September 2008 / tension

Kirk Lang
on, off, on

2008
Motor, steel, drywall screws, twist-ties, plug
42" x 12" x 8"

James Ryan
Unicycle I
(detail)
2008
Steel
Dimensions variable

Andy Fallat
Jules
(detail)
2008
Foam, wool, gesso, alder, epoxy
40" x 30" x 60"

Curator / Nola Avienne

tension

Andy Fallat
Kirk Lang
James Ryan

September 3 – 27, 2008
Reception / Thursday, September 4, 5–8pm 


Tension affects us daily on a personal, social and global level. For September's SOIL exhibit, curator and SOIL member Nola Avienne formally assigned the charged and dynamic topic of tension to three sculptors. Interestingly, each artist interpreted tension as a different form of waiting. Tension is the pause, the uncomfortable expectation, focusing on that single moment between action and non-action. New work will be featured by Andy Fallat, Kirk Lang and James Ryan.

Andy Fallat interprets scientific theories with colloquial wisdom to prompt a discussion about our responsibilities to the world's ecology. His artifacts grow as he alters their narrative, using the sequences of events to inform how he fabricates each object. The results are a romantic undertaking of a grand scale, tempered with the ardently human qualities of a "do-it-yourself" ethos.

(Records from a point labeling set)
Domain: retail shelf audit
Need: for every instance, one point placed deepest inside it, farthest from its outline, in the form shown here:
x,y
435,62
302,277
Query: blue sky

Direction A:
In the exhibition announcement above the rows, which materials are listed for Andy Fallat's work "Jules"?
Direction B:
Write the next part of the exhibition announcement, picking up after its paragraph on Andy Fallat.

Exercise answer A:
Foam, wool, gesso, alder, epoxy

Exercise answer B:
Kirk Lang focuses on the relationship that exists between measured and perceived time. He creates objects that metaphorically capture the human trend of performing endless tasks which yield no viable outcome yet, which are continued indefinitely. His objects question those moments but more importantly serve as a testament on behalf of the instinctual reaction ingrained into the human condition to, quite literally, move forward in the hopes of measurable progress.

James Ryan deals with weight, mass, tension and assembly to allow both aesthetics and function to become part of his visual conclusion. His work comments upon the human desire to travel and the difficulties in doing so given our current transportation crisis. The needs for travel and change may suddenly create unforeseen psychological sediment as simple rights of passage become far more complicated than accounted for.

tension creates a charged atmosphere of sculptural work which explores and parallels the precariousness of social issues as well as the formal aspects of sculpture itself. Works created both individually and collaboratively will be on view.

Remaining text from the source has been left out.